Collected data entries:
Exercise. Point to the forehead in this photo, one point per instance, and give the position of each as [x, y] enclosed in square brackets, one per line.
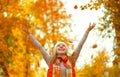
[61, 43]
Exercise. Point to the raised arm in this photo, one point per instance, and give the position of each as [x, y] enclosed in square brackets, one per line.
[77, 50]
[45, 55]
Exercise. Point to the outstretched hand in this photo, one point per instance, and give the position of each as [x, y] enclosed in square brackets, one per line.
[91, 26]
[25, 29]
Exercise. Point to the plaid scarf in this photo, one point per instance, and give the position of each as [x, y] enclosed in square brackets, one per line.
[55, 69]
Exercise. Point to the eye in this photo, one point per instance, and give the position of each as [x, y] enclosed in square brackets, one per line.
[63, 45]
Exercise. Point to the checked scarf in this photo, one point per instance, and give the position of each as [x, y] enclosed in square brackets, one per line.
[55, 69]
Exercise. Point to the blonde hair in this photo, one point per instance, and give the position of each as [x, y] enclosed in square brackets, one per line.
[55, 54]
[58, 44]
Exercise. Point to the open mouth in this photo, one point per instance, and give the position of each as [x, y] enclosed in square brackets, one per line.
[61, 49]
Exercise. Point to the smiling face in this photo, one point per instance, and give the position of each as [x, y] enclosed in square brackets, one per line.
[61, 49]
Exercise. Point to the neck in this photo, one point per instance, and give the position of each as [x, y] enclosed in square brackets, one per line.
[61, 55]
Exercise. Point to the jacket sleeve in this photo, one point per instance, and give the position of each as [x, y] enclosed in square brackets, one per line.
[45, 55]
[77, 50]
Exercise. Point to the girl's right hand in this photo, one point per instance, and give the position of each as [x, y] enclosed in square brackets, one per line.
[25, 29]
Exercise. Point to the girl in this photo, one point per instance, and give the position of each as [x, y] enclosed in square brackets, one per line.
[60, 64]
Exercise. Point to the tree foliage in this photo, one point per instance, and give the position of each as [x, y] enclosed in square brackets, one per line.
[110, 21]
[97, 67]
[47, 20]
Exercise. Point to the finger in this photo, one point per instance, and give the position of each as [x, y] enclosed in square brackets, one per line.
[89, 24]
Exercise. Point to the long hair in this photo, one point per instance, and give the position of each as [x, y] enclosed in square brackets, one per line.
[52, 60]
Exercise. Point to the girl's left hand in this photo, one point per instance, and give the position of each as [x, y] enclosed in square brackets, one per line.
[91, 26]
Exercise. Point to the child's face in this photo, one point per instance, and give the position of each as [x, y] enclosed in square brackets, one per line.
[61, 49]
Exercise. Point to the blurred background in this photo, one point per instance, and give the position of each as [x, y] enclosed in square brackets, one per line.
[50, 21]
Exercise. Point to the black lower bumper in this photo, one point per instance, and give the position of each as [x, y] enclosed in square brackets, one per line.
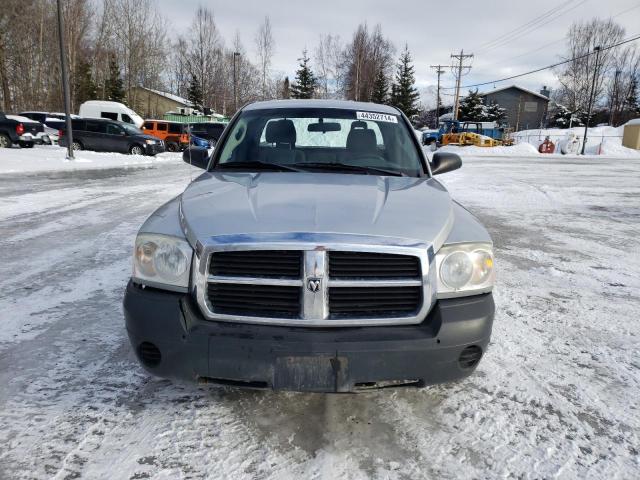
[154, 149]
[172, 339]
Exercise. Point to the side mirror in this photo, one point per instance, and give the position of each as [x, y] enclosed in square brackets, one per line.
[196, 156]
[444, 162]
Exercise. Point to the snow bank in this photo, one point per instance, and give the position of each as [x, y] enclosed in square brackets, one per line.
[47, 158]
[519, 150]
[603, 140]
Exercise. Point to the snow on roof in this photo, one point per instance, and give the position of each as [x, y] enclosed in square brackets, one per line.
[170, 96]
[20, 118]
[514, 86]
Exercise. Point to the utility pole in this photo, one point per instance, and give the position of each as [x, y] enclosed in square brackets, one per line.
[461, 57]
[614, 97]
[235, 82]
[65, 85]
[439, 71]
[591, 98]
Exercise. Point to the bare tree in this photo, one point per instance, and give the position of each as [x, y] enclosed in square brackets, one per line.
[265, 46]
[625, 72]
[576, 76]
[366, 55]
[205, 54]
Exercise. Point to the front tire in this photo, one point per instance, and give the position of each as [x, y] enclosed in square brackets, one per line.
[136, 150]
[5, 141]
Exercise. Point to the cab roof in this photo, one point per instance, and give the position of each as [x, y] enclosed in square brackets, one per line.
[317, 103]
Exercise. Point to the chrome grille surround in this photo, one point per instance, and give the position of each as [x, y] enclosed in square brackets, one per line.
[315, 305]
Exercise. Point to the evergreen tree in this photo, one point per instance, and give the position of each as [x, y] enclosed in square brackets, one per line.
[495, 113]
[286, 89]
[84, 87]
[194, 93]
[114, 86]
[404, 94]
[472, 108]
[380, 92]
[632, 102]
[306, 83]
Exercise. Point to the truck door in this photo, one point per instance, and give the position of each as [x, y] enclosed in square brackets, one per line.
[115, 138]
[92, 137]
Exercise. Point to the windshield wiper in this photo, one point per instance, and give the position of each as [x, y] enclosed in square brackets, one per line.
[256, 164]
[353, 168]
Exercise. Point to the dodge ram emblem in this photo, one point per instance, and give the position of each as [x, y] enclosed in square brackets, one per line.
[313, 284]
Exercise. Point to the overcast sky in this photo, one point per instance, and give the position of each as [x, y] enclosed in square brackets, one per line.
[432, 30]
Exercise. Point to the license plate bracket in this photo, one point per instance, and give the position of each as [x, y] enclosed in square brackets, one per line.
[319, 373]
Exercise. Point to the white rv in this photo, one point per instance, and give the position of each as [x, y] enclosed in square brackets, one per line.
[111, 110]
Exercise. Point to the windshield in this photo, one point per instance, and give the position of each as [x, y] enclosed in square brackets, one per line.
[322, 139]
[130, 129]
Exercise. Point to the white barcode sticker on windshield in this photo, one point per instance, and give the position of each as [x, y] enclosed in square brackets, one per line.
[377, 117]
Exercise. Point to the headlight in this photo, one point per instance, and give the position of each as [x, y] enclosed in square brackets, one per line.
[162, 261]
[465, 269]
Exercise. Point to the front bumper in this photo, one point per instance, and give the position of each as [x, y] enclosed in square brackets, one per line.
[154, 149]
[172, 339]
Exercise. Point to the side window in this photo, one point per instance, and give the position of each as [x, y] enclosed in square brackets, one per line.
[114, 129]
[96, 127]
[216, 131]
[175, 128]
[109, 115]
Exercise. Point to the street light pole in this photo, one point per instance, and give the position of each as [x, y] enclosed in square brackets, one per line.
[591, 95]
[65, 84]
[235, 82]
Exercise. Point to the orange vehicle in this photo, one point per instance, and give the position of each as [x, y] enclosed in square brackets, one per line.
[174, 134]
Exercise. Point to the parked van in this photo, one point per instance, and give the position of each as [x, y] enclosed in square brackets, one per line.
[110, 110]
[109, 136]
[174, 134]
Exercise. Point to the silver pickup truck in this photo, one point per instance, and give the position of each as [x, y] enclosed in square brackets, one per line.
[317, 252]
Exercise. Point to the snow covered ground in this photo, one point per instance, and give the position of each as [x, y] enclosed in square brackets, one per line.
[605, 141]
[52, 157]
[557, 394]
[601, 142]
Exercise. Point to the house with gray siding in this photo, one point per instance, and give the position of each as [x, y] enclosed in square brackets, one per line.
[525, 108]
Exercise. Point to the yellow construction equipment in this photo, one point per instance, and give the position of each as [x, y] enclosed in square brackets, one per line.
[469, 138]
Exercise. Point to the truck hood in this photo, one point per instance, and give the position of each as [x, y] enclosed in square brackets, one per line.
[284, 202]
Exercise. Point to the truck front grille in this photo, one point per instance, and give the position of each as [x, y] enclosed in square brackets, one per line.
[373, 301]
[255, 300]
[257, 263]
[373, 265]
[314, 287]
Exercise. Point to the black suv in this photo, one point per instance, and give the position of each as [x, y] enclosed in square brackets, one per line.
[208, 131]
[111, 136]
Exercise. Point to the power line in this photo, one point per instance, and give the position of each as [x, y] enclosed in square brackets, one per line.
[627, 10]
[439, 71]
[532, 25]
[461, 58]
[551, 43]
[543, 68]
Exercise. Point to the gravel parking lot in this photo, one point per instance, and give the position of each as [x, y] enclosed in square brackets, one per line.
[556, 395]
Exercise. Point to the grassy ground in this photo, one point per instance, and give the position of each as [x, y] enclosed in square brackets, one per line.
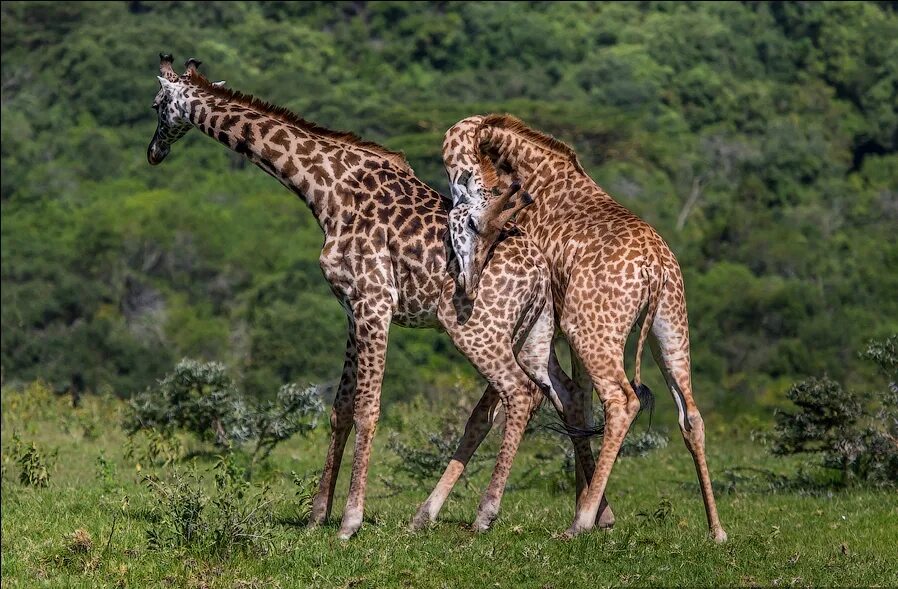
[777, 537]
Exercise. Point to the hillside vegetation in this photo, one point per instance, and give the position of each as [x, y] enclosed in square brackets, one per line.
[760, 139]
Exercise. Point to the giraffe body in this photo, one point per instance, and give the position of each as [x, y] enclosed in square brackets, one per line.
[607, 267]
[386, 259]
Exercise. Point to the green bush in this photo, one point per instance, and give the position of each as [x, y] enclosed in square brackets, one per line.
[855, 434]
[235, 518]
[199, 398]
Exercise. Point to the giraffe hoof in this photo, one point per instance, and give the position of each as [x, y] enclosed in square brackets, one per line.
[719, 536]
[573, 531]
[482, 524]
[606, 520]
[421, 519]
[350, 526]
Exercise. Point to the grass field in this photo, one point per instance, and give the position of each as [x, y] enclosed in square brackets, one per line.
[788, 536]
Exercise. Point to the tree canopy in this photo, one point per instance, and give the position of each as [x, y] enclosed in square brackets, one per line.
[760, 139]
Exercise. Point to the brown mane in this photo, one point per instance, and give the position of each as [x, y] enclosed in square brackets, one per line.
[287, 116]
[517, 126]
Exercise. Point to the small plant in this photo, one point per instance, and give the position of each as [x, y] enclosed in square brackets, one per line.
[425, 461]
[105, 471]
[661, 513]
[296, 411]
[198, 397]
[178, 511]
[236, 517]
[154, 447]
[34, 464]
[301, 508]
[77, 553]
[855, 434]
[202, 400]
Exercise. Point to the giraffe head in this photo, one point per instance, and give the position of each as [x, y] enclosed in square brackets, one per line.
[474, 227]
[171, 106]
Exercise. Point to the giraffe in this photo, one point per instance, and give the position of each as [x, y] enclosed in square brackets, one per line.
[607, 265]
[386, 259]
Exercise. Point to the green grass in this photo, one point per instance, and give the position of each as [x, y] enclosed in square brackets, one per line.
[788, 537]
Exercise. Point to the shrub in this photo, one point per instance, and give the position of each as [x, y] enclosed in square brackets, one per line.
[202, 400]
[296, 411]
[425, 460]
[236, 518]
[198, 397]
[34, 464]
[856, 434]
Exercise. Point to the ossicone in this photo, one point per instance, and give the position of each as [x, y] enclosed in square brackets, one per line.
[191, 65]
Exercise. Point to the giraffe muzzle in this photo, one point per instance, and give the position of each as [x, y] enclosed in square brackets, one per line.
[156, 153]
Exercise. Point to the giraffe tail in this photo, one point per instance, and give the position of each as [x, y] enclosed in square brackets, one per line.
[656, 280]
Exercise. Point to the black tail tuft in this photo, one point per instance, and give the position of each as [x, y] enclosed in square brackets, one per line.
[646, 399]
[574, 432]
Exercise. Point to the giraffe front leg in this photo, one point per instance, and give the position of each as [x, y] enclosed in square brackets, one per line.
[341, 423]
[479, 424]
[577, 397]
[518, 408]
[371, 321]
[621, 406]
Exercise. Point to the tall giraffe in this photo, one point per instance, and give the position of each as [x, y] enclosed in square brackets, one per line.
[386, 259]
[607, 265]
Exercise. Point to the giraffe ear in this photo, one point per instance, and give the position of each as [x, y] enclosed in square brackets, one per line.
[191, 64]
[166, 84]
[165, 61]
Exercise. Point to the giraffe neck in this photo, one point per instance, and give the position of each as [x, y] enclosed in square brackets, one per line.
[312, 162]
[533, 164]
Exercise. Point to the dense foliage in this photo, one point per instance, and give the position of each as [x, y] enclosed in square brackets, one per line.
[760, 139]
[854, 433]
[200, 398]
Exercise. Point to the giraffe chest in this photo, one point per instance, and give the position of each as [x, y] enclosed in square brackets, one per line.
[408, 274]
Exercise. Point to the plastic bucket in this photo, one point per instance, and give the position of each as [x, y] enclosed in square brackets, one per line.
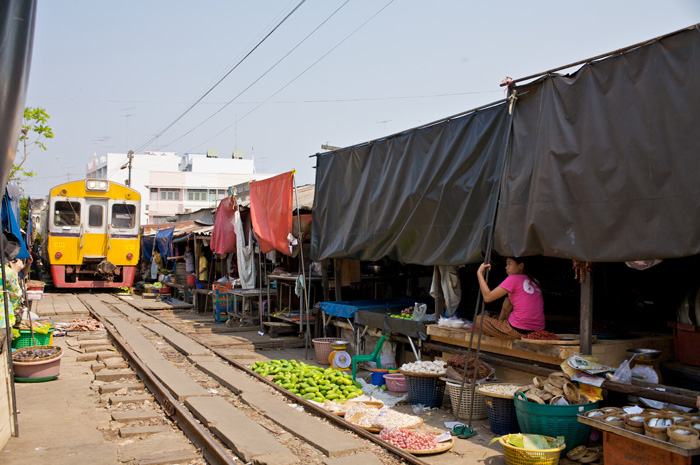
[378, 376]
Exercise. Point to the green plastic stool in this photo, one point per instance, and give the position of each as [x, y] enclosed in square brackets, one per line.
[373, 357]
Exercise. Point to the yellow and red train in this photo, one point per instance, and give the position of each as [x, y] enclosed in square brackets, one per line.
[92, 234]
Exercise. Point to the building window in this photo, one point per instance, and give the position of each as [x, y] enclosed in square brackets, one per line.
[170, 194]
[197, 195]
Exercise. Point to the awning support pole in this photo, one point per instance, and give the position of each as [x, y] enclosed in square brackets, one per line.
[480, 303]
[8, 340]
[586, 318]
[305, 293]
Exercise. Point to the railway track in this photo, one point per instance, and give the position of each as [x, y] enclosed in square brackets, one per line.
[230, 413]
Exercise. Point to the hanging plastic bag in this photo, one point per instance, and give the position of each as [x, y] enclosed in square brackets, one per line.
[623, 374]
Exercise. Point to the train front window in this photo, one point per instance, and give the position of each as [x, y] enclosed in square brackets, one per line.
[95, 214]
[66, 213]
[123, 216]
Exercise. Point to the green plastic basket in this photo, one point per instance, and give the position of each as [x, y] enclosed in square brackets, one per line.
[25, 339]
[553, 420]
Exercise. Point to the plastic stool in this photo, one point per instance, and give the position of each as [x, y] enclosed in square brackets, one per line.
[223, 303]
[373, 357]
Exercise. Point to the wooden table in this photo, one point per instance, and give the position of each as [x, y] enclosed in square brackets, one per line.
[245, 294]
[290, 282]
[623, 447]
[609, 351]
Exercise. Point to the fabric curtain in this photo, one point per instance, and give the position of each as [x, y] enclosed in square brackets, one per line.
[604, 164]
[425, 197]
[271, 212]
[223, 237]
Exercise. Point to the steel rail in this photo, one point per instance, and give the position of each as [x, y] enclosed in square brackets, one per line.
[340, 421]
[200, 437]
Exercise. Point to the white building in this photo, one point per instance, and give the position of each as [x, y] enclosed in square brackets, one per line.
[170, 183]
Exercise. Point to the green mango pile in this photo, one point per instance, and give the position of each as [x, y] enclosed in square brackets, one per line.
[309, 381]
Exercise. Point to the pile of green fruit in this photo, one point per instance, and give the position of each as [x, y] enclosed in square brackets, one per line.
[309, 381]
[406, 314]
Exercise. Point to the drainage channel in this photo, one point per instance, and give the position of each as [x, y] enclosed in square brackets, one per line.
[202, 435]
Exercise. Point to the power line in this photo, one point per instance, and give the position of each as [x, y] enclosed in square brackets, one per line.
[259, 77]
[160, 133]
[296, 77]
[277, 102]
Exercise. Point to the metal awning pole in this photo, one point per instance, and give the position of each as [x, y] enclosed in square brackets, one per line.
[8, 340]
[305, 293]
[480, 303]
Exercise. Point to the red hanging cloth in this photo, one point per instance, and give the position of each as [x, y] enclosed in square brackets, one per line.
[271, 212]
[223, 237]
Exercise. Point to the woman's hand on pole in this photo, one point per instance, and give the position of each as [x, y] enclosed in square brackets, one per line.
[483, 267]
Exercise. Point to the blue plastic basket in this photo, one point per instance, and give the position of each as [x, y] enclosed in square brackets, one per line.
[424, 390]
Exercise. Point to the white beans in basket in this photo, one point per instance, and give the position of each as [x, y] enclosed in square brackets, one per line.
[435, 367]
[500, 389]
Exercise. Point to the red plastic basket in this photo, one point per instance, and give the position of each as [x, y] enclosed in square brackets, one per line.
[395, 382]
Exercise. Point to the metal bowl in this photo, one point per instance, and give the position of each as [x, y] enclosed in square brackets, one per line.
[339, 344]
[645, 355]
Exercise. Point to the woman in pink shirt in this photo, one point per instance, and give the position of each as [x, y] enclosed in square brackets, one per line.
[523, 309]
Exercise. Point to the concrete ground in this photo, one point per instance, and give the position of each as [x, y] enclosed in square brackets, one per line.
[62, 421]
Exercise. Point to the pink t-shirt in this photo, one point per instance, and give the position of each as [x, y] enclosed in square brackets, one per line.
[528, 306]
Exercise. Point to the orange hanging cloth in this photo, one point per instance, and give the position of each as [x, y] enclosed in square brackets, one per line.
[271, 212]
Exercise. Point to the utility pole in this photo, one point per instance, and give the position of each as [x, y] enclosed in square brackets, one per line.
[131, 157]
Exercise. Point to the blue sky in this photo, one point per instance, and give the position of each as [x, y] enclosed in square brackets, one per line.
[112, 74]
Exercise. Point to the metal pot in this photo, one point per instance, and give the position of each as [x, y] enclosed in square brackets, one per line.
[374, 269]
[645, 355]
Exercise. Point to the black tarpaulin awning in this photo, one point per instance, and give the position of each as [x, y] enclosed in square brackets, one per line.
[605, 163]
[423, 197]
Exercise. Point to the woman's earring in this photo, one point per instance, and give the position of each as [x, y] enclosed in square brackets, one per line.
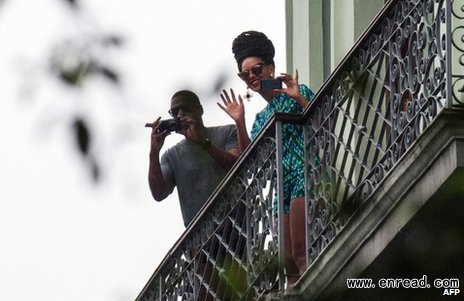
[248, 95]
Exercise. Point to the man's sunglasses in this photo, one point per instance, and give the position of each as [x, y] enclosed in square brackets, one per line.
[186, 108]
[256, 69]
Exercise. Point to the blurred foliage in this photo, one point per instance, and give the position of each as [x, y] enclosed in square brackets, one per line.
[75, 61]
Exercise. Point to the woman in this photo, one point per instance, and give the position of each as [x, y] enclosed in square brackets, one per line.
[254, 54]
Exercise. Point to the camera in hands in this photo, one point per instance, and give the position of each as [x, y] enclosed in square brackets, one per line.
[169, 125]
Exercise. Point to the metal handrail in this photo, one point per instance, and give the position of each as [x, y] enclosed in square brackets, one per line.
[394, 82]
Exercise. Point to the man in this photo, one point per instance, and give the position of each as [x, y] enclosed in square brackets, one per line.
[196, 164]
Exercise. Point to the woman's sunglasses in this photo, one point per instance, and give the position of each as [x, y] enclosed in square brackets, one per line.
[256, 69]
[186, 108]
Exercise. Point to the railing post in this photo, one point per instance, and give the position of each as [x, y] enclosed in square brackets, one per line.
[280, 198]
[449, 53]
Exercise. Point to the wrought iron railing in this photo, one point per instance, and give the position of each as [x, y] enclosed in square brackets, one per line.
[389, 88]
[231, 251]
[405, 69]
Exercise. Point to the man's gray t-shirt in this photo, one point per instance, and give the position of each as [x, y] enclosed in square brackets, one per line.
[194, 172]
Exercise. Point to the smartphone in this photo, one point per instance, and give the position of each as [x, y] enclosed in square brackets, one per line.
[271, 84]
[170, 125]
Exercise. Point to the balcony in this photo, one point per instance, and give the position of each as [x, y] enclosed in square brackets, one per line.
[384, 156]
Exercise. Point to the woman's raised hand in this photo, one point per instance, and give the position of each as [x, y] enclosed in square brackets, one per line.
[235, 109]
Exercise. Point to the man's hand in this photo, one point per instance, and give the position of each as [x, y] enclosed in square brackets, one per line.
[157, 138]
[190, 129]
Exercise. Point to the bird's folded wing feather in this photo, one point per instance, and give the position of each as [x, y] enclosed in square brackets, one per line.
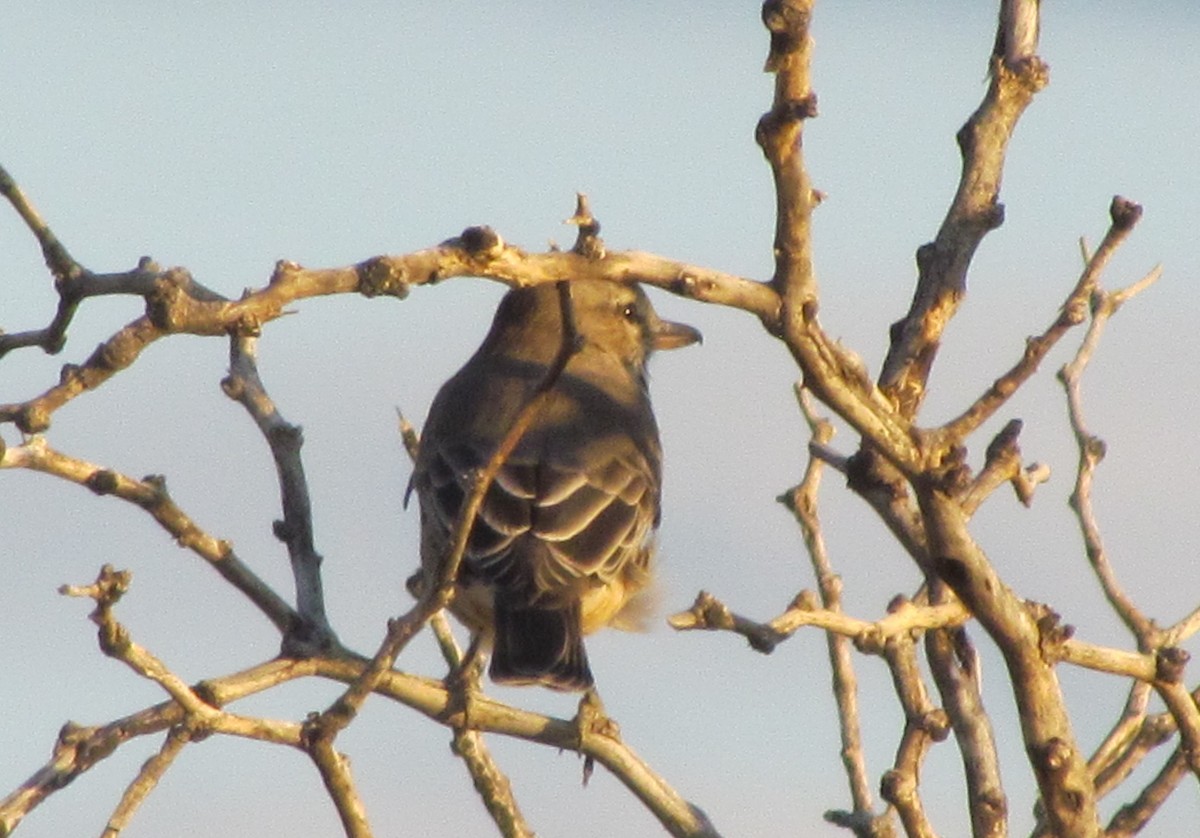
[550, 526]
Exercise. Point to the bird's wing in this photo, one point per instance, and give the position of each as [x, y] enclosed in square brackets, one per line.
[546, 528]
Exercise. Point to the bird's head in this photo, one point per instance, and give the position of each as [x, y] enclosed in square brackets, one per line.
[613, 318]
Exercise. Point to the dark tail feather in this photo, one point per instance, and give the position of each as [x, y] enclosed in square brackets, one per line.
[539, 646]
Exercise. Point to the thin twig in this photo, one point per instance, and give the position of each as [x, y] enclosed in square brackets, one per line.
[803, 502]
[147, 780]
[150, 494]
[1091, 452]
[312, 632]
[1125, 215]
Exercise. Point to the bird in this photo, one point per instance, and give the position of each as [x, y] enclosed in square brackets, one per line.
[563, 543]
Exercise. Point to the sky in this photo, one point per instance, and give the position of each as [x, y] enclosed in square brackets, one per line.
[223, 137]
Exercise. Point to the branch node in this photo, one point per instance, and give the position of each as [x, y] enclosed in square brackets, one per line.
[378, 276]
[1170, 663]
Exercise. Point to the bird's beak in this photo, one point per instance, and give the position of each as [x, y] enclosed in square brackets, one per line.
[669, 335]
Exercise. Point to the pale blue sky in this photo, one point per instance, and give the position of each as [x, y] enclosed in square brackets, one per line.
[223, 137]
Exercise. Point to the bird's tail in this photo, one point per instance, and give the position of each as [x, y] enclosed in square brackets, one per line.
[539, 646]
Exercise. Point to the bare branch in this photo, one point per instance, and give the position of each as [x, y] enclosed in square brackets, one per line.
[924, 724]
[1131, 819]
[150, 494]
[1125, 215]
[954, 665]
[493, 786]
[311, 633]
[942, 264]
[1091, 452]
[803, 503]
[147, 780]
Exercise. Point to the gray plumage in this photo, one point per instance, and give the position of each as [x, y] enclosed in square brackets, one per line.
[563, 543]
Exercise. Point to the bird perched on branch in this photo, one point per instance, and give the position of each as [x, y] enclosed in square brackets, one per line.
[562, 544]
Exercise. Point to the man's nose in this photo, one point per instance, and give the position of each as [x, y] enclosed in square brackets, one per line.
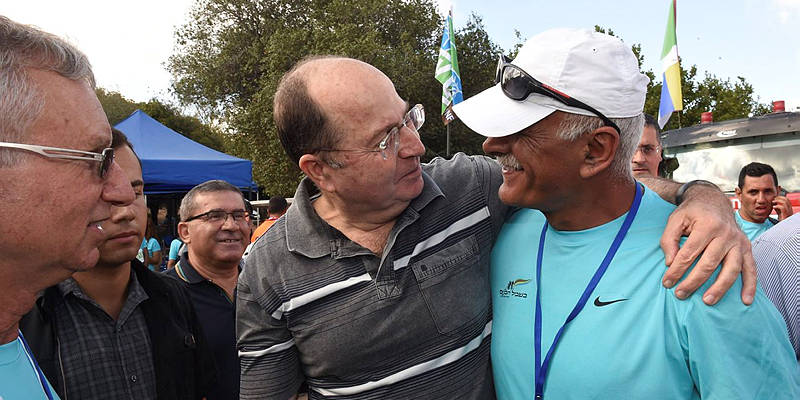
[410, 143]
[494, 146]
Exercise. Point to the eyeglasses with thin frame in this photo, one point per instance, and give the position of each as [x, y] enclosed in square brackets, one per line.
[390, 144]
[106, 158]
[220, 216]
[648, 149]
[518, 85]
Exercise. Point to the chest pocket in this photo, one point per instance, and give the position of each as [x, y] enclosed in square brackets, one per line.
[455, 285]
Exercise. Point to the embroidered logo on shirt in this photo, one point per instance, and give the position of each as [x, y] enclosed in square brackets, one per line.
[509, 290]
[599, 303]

◆ **How to complete this task**
Start with the line that holds "Exercise. Point to the gray" and retype each line through the last one in the data, exactly and without pictures.

◆ **Answer space**
Exercise. Point to the gray plumage in this photo, one point per instance, and give the position of each as [x, y] enclosed in square brackets, one per line.
[563, 543]
Exercise. Point to the bird perched on branch in this photo, one point per instance, and give the position of each as [x, y] enclosed in square brackets, one per line.
[562, 544]
Exercise. Point to the man's nose in this photo, one point per instance, and give the position of each as [x, y] enclosed in square brackets, one per line.
[410, 143]
[494, 146]
Exercise. Point to the eyeglasses with thin frame in this photo, one point per instance, and give the position of each as [x, y] enclosed in square brackets, one per line.
[390, 144]
[106, 158]
[220, 216]
[648, 149]
[518, 85]
Exercise. Point to the chest pocket in this photo, one point per instance, and give the position of each as [x, y] enclosed in square brackets, one per line.
[455, 285]
Exercise. Point to the embroidered logo on shirt in this photo, one point per instance, and give the position of each as [x, y] enclosed in square brackets, one per line.
[509, 290]
[599, 303]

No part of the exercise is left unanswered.